Document passage ->
You can also catch up with part one - how has food traceability evolved since horsegate? - or download our full white paper for an in-depth guide to this topic: Changing the face of food traceability.
Why is food fraud so common?
Olive oil does an excellent job of highlighting the criminal opportunity in food fraud. Cheap pomace oil – extracted from olive residue using chemicals – sells for 32.3p per 100ml, compared with £1.50 for extra virgin. Yet many consumers cannot recognise the difference, leaving a huge opportunity for food fraudsters to pass off the cheap stuff as the premium stuff.
This is by no means the only example. In the world of food fraud, cheese has been found to contain no cheese, ham has made from poultry scraps and honey is often diluted with syrup. Vodka is laced with methanol. Catfish masquerades as premium haddock. As recently as July 2015 a meat processing firm in Northern Ireland was fined £144,000 after it was found guilty of substituting premium meat ingredients with cheaper substitutes - such as heart and other offal.

Provided records ->
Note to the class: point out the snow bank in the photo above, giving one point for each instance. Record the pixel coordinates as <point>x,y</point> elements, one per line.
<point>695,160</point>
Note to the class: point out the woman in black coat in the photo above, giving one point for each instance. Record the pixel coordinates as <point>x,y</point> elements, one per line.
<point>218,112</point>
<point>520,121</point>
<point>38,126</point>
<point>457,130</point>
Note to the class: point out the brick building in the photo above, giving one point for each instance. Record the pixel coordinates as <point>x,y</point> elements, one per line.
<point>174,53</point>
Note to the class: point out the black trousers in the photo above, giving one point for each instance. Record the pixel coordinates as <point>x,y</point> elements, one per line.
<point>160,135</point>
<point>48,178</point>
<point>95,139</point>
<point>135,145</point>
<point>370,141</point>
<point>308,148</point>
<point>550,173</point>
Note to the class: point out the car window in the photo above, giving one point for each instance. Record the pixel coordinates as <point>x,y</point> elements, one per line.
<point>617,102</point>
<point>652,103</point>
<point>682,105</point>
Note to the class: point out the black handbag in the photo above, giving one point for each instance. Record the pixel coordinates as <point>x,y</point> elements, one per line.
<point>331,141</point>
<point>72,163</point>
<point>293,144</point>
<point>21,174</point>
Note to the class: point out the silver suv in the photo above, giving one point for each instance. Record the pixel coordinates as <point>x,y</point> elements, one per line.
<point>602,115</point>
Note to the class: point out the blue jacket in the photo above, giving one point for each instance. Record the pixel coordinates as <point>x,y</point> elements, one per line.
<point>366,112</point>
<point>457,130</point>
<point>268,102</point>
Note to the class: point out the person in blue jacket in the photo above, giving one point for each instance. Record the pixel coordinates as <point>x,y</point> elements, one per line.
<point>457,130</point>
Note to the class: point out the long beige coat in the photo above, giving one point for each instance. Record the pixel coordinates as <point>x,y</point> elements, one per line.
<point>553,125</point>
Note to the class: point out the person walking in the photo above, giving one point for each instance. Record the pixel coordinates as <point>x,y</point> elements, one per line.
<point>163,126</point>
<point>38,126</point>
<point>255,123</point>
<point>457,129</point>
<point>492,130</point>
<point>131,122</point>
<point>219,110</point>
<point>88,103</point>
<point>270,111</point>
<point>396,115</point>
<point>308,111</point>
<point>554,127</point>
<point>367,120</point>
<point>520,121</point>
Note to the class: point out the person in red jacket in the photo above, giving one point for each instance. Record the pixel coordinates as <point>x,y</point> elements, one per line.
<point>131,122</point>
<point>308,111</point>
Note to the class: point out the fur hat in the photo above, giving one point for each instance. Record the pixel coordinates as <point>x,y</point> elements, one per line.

The problem -> From the food fraud passage above, reproduce word for word the portion that begins at "You can also" and ends after "the premium stuff.".

Your solution ->
You can also catch up with part one - how has food traceability evolved since horsegate? - or download our full white paper for an in-depth guide to this topic: Changing the face of food traceability.
Why is food fraud so common?
Olive oil does an excellent job of highlighting the criminal opportunity in food fraud. Cheap pomace oil – extracted from olive residue using chemicals – sells for 32.3p per 100ml, compared with £1.50 for extra virgin. Yet many consumers cannot recognise the difference, leaving a huge opportunity for food fraudsters to pass off the cheap stuff as the premium stuff.